ABOUT THIS EXERCISE: Transcribe verbatim the span of lines that opens with the line containing "Can you find the parking" and closes with the last line of the data below.

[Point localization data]
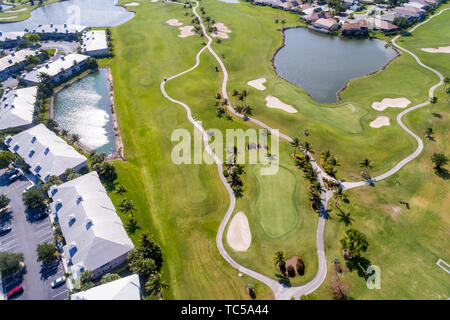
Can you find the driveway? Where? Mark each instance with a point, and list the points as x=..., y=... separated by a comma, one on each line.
x=24, y=237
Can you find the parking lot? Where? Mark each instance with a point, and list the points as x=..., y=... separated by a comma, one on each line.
x=24, y=237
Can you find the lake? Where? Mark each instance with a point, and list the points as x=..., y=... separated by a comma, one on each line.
x=321, y=64
x=91, y=13
x=84, y=108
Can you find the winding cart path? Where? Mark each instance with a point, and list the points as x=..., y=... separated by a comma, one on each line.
x=283, y=292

EXERCISE OUTPUT:
Can you find the parking lot? Where? Mark each instance with a point, and list the points as x=..., y=... separated by a comma, one on each line.
x=24, y=237
Can you find the lake? Where? Mark each instance with a point, and list the points as x=..., y=... separated by a comma, one on each line.
x=321, y=64
x=91, y=13
x=84, y=108
Can you find the winding cart path? Where? Mark each instance with a point, and list the points as x=..., y=... separated by a comma, one on each line.
x=283, y=292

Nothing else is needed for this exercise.